Input rows:
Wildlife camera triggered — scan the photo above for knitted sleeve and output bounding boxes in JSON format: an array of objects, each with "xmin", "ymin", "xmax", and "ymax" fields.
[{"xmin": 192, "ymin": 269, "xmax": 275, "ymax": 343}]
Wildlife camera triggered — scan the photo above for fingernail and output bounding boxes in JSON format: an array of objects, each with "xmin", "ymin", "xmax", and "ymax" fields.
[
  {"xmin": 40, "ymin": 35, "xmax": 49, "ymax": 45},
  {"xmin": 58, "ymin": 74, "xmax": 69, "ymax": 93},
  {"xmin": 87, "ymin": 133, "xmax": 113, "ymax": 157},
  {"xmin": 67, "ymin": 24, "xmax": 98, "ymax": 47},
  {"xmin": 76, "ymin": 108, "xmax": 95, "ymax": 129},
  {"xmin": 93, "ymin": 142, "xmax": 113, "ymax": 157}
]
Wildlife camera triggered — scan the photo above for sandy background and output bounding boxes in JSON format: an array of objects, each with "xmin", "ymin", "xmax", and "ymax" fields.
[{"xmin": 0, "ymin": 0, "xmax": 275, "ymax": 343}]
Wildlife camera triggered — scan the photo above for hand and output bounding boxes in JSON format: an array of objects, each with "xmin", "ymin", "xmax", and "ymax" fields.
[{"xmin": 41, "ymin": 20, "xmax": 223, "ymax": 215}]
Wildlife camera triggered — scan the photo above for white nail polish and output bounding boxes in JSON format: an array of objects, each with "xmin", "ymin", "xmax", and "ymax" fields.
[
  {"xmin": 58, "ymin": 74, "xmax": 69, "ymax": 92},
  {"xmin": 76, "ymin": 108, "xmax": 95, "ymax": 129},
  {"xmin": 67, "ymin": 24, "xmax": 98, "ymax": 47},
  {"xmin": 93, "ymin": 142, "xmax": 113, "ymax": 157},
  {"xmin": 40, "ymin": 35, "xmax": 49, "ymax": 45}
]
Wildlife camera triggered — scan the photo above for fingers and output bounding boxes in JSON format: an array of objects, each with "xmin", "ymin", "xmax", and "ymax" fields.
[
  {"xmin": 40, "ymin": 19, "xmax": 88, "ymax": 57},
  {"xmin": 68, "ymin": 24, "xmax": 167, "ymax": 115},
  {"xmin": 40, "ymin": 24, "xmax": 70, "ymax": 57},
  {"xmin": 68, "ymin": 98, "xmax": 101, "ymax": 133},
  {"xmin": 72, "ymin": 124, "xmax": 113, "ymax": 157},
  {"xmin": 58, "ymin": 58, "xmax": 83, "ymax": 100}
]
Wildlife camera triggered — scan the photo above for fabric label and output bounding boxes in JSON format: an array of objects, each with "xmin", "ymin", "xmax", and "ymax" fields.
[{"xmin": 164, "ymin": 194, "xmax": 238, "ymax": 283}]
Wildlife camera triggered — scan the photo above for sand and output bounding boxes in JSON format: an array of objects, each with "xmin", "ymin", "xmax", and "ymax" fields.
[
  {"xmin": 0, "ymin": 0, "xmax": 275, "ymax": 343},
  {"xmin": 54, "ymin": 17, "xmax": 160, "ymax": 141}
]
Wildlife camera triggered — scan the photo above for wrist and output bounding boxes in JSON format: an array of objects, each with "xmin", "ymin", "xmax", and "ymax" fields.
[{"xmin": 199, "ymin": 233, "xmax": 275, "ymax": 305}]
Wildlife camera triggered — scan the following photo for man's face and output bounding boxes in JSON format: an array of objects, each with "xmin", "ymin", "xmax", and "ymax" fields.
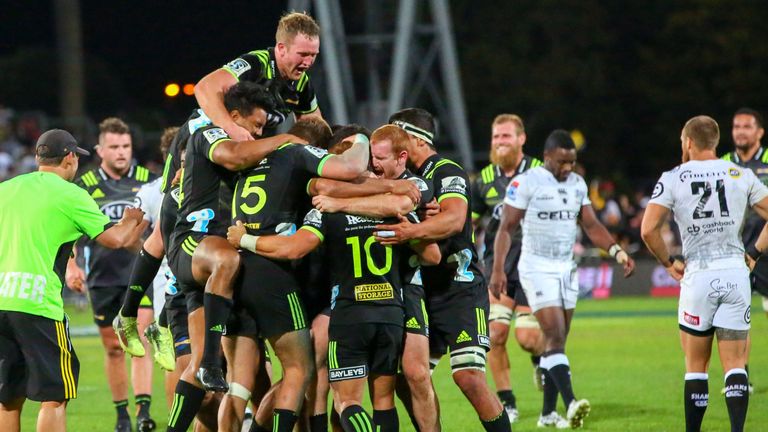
[
  {"xmin": 275, "ymin": 33, "xmax": 320, "ymax": 81},
  {"xmin": 731, "ymin": 114, "xmax": 765, "ymax": 150},
  {"xmin": 96, "ymin": 132, "xmax": 133, "ymax": 173},
  {"xmin": 371, "ymin": 139, "xmax": 408, "ymax": 179},
  {"xmin": 544, "ymin": 147, "xmax": 576, "ymax": 181},
  {"xmin": 229, "ymin": 108, "xmax": 267, "ymax": 138}
]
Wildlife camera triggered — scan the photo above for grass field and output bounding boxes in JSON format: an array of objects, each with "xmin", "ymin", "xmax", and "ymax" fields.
[{"xmin": 19, "ymin": 298, "xmax": 768, "ymax": 431}]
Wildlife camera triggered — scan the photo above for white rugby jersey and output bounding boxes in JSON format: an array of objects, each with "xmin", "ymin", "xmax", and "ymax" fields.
[
  {"xmin": 649, "ymin": 159, "xmax": 768, "ymax": 268},
  {"xmin": 504, "ymin": 166, "xmax": 592, "ymax": 262}
]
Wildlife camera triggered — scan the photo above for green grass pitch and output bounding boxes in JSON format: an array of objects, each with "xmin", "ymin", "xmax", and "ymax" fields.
[{"xmin": 22, "ymin": 297, "xmax": 768, "ymax": 432}]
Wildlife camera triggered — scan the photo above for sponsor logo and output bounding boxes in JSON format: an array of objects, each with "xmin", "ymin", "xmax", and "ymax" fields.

Problem details: Images do not belong in the copy; reproduce all other parts of the records above verbatim.

Exercise response:
Wildlife camera triggered — scan the photo above for knitted sleeve and output bounding boxes in JSON format: an array of objects, each with "xmin", "ymin", "xmax", and "ymax" fields.
[{"xmin": 192, "ymin": 269, "xmax": 275, "ymax": 343}]
Wildlife camera triggered — scan the photo above for fingernail and output bounding boxes in JSON format: an array of objects, each with "xmin", "ymin", "xmax", and "ymax" fields.
[
  {"xmin": 40, "ymin": 35, "xmax": 49, "ymax": 45},
  {"xmin": 58, "ymin": 74, "xmax": 69, "ymax": 93},
  {"xmin": 87, "ymin": 133, "xmax": 113, "ymax": 157},
  {"xmin": 67, "ymin": 24, "xmax": 98, "ymax": 47},
  {"xmin": 76, "ymin": 108, "xmax": 95, "ymax": 129},
  {"xmin": 93, "ymin": 142, "xmax": 113, "ymax": 157}
]
Wildlife camera triggered — scan the photo above for sandy background and output bounding boxes in JSON format: an array of objects, each with "xmin", "ymin", "xmax", and "ymax" fields.
[{"xmin": 0, "ymin": 0, "xmax": 275, "ymax": 343}]
Wildlife camera triggered — scan the photo above for hand and output bounding boxes in JSON format: an array of objects, each with "xmin", "ymin", "xmax", and "ymax" fields.
[{"xmin": 41, "ymin": 20, "xmax": 223, "ymax": 215}]
Wildlife camera triggered — scan the photo above for white nail polish and output bounding boxes in JSON format: an array of objects, each with "xmin", "ymin", "xmax", and "ymax" fields.
[
  {"xmin": 58, "ymin": 74, "xmax": 69, "ymax": 92},
  {"xmin": 76, "ymin": 108, "xmax": 95, "ymax": 129},
  {"xmin": 67, "ymin": 24, "xmax": 98, "ymax": 47},
  {"xmin": 93, "ymin": 142, "xmax": 113, "ymax": 157},
  {"xmin": 40, "ymin": 35, "xmax": 49, "ymax": 45}
]
Wildlife camera triggered — scan the photo above for fingers and output bounding boxes in JSON format: an array of objects, each with "xmin", "ymin", "xmax", and "ymax" fields.
[
  {"xmin": 40, "ymin": 19, "xmax": 88, "ymax": 57},
  {"xmin": 68, "ymin": 24, "xmax": 167, "ymax": 115},
  {"xmin": 40, "ymin": 24, "xmax": 70, "ymax": 57},
  {"xmin": 68, "ymin": 98, "xmax": 101, "ymax": 133},
  {"xmin": 72, "ymin": 124, "xmax": 113, "ymax": 157},
  {"xmin": 58, "ymin": 58, "xmax": 83, "ymax": 100}
]
Wildlife camera triggered — scan the photo above for fabric label and output bounding boxes in JSON format: an array of objects, each with "xmin", "ymin", "xmax", and "ymax" fields.
[{"xmin": 164, "ymin": 194, "xmax": 238, "ymax": 283}]
Wildlife camera triggered — scan the photo above for sand and output bounding boxes in JSON format: an array of objects, each with "xmin", "ymin", "xmax", and "ymax" fields.
[
  {"xmin": 0, "ymin": 0, "xmax": 275, "ymax": 343},
  {"xmin": 54, "ymin": 17, "xmax": 160, "ymax": 141}
]
Wildlife camera triggered — scan the photo above for wrist and output bounding boxes in JSON format: an array of objects, each with "xmin", "ymin", "xmax", and "ymax" fields.
[{"xmin": 199, "ymin": 233, "xmax": 275, "ymax": 305}]
Wildlife camera triggered — scan the following photo for man's face and output bounding boxes in JSON format: an array of objects, each with "xmin", "ymin", "xmax", and "ymax" fields.
[
  {"xmin": 275, "ymin": 33, "xmax": 320, "ymax": 81},
  {"xmin": 731, "ymin": 114, "xmax": 765, "ymax": 150},
  {"xmin": 96, "ymin": 132, "xmax": 133, "ymax": 173},
  {"xmin": 371, "ymin": 139, "xmax": 408, "ymax": 179},
  {"xmin": 544, "ymin": 147, "xmax": 576, "ymax": 181},
  {"xmin": 229, "ymin": 108, "xmax": 267, "ymax": 138}
]
Wildlife camera triggered — scan the photo above for grass field and output bounding boxes in JSON format: an array of objects, each with "xmin", "ymin", "xmax", and "ymax" fields.
[{"xmin": 19, "ymin": 298, "xmax": 768, "ymax": 431}]
Wildlife camera triggered — scan the photo above for white rugby jersey and output bounding boxes in JSON format: an array of objects, each with "xmin", "ymin", "xmax", and "ymax" fields.
[
  {"xmin": 649, "ymin": 159, "xmax": 768, "ymax": 268},
  {"xmin": 504, "ymin": 166, "xmax": 592, "ymax": 262}
]
Wildlife camera triggered — scan the photo above for green grass pitch and output bounding boxes in JSON format: an array of objects, each with "xmin", "ymin", "xmax", and "ymax" fields.
[{"xmin": 22, "ymin": 297, "xmax": 768, "ymax": 432}]
Wildlife camera triggered — scan the photo above for sponsor logo and output bounding boxes in JSON format: an array of objects, each with "xmin", "ymin", "xmax", and "ymax" fields.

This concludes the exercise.